An exact repetition of the data below, without images, is the expected answer.

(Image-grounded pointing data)
----

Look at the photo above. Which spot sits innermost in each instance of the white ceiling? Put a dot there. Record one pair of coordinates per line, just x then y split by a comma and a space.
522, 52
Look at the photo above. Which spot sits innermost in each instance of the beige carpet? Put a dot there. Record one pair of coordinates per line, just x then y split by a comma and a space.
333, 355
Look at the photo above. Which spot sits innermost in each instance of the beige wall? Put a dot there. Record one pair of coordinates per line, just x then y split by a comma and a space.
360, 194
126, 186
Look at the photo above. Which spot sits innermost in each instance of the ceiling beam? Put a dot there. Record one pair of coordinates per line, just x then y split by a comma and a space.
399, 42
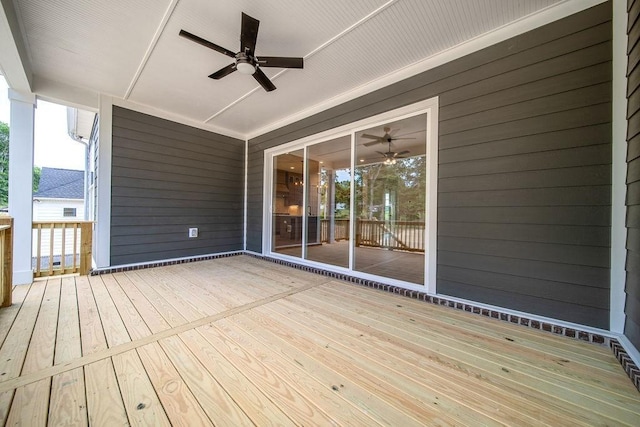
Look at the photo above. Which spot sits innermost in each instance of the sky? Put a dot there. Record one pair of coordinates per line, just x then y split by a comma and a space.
53, 146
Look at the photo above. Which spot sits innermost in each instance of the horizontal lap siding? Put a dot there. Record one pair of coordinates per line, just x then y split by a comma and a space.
166, 178
524, 167
632, 308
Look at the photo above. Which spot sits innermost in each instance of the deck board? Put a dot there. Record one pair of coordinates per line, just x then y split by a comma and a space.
241, 341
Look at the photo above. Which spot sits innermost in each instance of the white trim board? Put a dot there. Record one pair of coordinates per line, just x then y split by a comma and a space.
618, 169
102, 232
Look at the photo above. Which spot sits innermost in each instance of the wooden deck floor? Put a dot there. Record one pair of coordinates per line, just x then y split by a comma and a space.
239, 341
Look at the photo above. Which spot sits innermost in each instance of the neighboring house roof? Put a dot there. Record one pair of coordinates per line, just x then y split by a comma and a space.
60, 184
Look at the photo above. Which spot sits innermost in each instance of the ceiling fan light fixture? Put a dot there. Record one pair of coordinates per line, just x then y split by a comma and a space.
244, 67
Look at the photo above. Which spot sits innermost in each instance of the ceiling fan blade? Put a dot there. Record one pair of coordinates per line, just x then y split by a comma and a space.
249, 33
207, 43
369, 144
280, 62
263, 80
223, 72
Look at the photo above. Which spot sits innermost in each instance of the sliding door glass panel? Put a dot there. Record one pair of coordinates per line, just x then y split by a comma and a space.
328, 201
390, 190
288, 209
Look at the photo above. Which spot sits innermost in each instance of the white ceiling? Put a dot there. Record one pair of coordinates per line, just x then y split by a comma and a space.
130, 49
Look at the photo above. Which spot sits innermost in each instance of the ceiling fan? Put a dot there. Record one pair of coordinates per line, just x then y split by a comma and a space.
390, 157
246, 61
387, 137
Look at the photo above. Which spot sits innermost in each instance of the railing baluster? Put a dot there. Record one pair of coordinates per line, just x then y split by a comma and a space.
75, 245
64, 244
39, 253
81, 250
51, 238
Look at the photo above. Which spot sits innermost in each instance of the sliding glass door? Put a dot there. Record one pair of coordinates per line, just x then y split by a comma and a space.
329, 201
287, 203
359, 200
390, 190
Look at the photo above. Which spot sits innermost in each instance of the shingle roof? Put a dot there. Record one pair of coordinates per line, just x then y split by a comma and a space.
61, 184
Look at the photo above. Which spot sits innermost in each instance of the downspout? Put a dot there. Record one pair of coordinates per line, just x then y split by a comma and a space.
72, 130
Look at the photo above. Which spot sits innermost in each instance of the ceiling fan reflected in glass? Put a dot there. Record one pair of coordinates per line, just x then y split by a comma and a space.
387, 137
246, 61
391, 157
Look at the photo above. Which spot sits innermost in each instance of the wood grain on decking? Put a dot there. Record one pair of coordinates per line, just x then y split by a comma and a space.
239, 341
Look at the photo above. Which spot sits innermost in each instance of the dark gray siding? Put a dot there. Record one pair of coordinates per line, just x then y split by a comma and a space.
167, 177
524, 167
632, 308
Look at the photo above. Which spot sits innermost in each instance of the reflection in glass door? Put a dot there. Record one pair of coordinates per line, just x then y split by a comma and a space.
359, 201
390, 190
328, 201
288, 203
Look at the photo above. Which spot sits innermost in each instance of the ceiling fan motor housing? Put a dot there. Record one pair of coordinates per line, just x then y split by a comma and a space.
244, 64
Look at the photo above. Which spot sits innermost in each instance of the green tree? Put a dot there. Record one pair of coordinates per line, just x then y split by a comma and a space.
4, 166
4, 163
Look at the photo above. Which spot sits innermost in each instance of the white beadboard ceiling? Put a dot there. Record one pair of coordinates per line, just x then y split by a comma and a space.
130, 49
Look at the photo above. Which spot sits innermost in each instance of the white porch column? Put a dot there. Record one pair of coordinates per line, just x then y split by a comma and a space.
21, 182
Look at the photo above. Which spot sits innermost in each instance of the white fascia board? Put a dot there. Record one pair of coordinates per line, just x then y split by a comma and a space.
14, 62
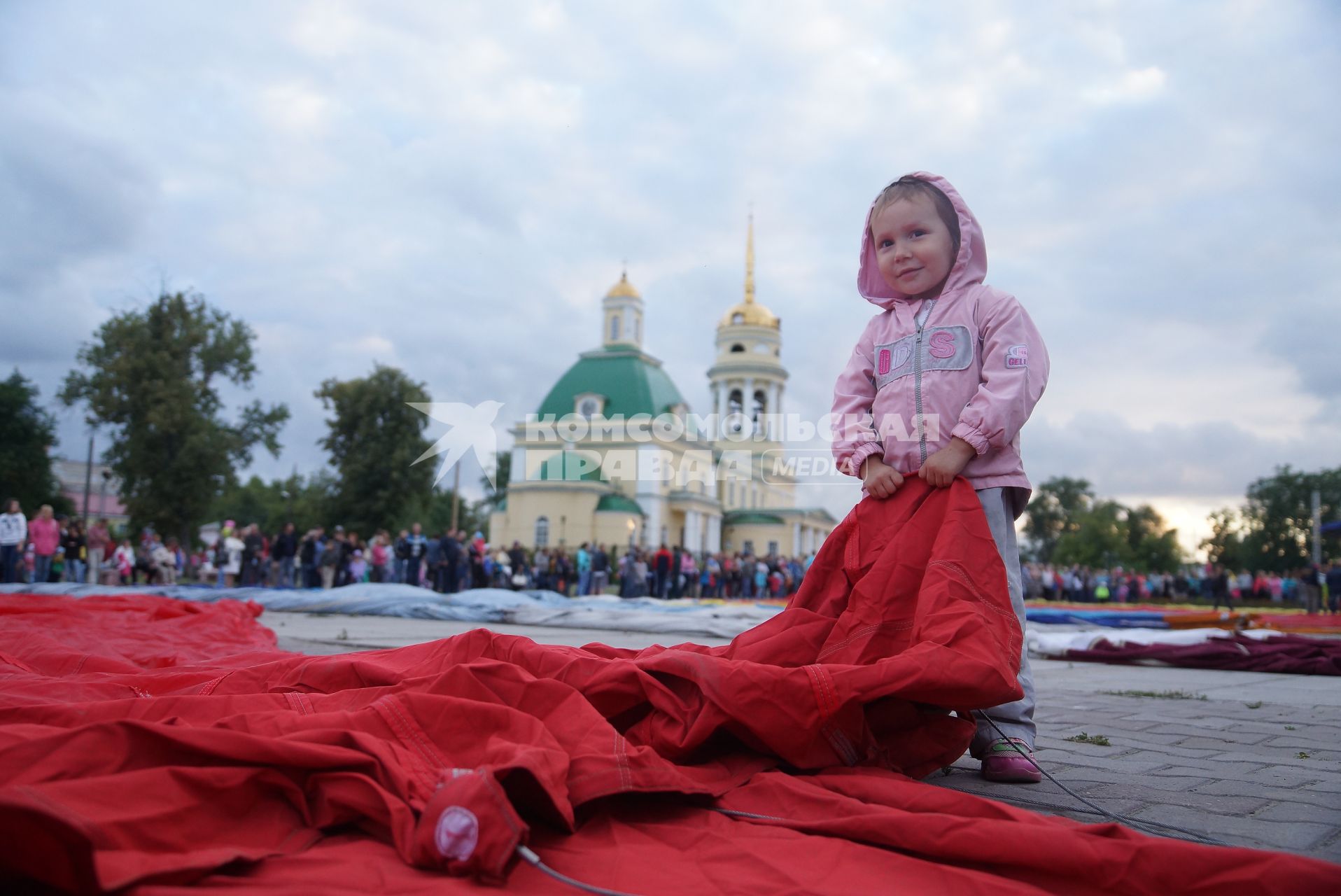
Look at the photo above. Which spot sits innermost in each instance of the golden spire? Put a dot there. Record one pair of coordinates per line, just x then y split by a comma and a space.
750, 260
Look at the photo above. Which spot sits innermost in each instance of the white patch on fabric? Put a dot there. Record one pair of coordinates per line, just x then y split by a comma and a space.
943, 349
458, 833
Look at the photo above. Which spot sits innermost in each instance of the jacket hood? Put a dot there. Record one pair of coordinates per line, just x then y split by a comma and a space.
970, 265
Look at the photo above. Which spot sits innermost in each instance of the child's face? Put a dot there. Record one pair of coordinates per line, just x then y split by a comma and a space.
913, 248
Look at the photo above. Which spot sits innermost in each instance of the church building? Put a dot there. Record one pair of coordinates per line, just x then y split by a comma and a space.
615, 455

----

TASK OUTPUT:
Look at the photo above. Which spot sits innermost in each instance of the white ceiling? Put a dot there. Record one pair of coordinates per line, just x then y split by a comma and a space.
522, 52
Look at the photo above. Which spot sits innermost in each instance of the beige carpet? Put a dot there. Record one pair of coordinates per line, just x then y split by a comma and a space.
333, 355
Look at the photo above. Which spot sits innermost in each instance of the beige wall? Put a dot there. Record one pair of coordinates per line, just x then y split by a comma and a space.
360, 194
126, 186
Look at the photo above. Which spot sits innermost in each instance of the ceiling beam? Put a dot there. Record one pair of coordinates per line, just x then y split by a comma and a space.
399, 42
Look at the photo above. Which spot sits innermost in each instance of the sky? Put a dot there. Record one pair of coordinates per line, just x then y split by a comma and a space.
53, 146
Look at the photo above. Which spot sits innermost in each instance of the horizontal lap siding? Put a dot there. Record one pair of coordinates per line, just x then y split by a comma and a space.
166, 178
524, 167
632, 308
Look at the photo above. Which spot sits innermost in each instance of the deck board? Put a dot there. Record one pair of coordinates per line, just x then y split by a comma and a space.
241, 341
Look at the photo above. Which spot sits innermost in each instance of the white trim board? Put a dot there. Record one pair of coordinates per line, just x then y split by a comma and a space.
618, 169
102, 232
Look at the photo above. Which spot sits innermost in each instance of the wooden deck floor? Put a dot there. Record one pair of coordinates per line, just x then y split by a comma and a space.
239, 341
Look at the photo above. Which spot sits innermost in each instance of the neighboring house roof? Put a dot there. Record one pair of coordinates per line, just x then y split by a comma and a space.
60, 184
Look at the photo above. Which spot sits innermost in each instance of the ceiling fan light fixture? Put a dot there. Record one pair of coordinates per line, just x then y split by a comma and a space.
244, 67
Look at the photo above. Which spot sits innermost in each instance of the ceiling fan blade? Put a dot there. Record one pair of coordinates per line, just x then y split by a comma and a space.
249, 33
207, 43
369, 144
280, 62
263, 80
223, 72
Look at the photo above. Which spot sits innermost in each instance of the sliding door glass panel? Put a dot there. Record one pair of coordinates per line, just x then y split by a comma and a space.
328, 201
390, 190
288, 209
Look at the photo above. Which spot sits innermost in each instance of the white ceiling? Put a dot there. Record one pair of coordinates per line, just x then y split by a comma and a space.
130, 49
Look at the photo above. Which spot sits innermost in each instance of the ceiling fan? Put a dot there. Record one pair of coordinates per line, just x then y split by a comma and a space.
390, 157
246, 61
387, 137
Look at the photo above. Which spot sits innermost in each instance of the railing baluster? Put a dot there. Record one pair of coordinates per line, just x then y split by a comma and a space.
75, 245
64, 244
39, 253
81, 250
51, 238
Look at the photo above. Which spot sits innermost in each instance of the sliding glass door? Put a dot there. Record one pair of coordinates per line, just x then y split by a comma and a space.
329, 201
287, 203
359, 200
390, 190
Look at the photo above. Which spot sits innermost in each instance of the shingle roof? Put a dot there. Record one pair of coordinates per line, just x then y split by a comma and a space.
61, 184
Look at the photo above. Which spot sits innermost in each instance of the downspout? Put a dot there. Record one pair of coordinates per line, just x then y split by a comma and a space.
72, 130
Look at the photo above. Which spot sits innermost in each instance of the ceiling fan reflected in glass? Put a dot there. Record one pair of coordinates per line, just x then y split by a comma and a space.
387, 137
246, 61
391, 157
Look at the photo above. Which spot sits innermost in each instance of the wood grain on decking? Put a dot there. Record one pair of coordinates per line, just x then y split by a comma and a space.
239, 341
Look at the photo above. Which spot sits innermost in each instance of the dark gray siding? Put a dot there. Record one pair of coordinates per line, just x then y split by a comma and a space.
167, 177
524, 167
632, 308
Look at the photo above. Which spot sits innermost in each instance of the reflection in glass door? Put a dot there. Record one pair of coordinates per line, just x then y split by a comma and a space.
359, 201
390, 190
328, 201
288, 203
Look at the photo above. Which spot sits innermost in each instance of the ceiling fan motor housing? Put a dot there. Record one pair of coordinates per line, just x then y split by a comma and a space.
244, 64
Look at the photo above. Which spot sits innermost in each instance of the green tree? Put a dot there. Record one pair of coordinates per line, just x then y split by a comma and a space.
4, 166
4, 163
Look at the photo above. Which spot sits innermost in each instance of the white beadboard ceiling? Put a dot there. Record one pair of coordinates per line, just x then y split by a comma and a space.
130, 49
Look at the photo above. Which spot sits innermost in each instance of the white porch column? Put a dot there. Record one pair of coordinates per line, just x then y split by a comma and a space.
21, 182
Look at the photo above. Which spot sits innermost in each instance of the white fascia board? Put a dot there. Record one pair of coordinates per line, just x then y split by a comma and a space.
14, 62
Look at the photo above. Which spot sits innermost in each instance of the golden spire? Put a dot there. Record one pair of coordinates per line, just x then y split by a comma and a space.
750, 260
Look at the photo above. Which spot sits innermost in each instance of the white patch on fabric? Put a dot there. Record one pair of coordinates per line, just x then y split by a comma and a space.
943, 349
458, 833
Look at the photo above. Which spot sits innermost in each instance of the jacket hood? Put a dot there. Record one pair of coordinates per line, just x then y split by a comma and a space.
970, 265
Look at the photo above. Which spot sits innermost in each instance of the child's face? Put a dot there. Record one pair of coordinates per line, just x then y split by a comma and a space.
913, 248
Look at the photo above. Which spot sits innermost in each instance of the church building? Put a dot there. Record one pair of coordinates per line, just x then y split by a comma and a space.
615, 455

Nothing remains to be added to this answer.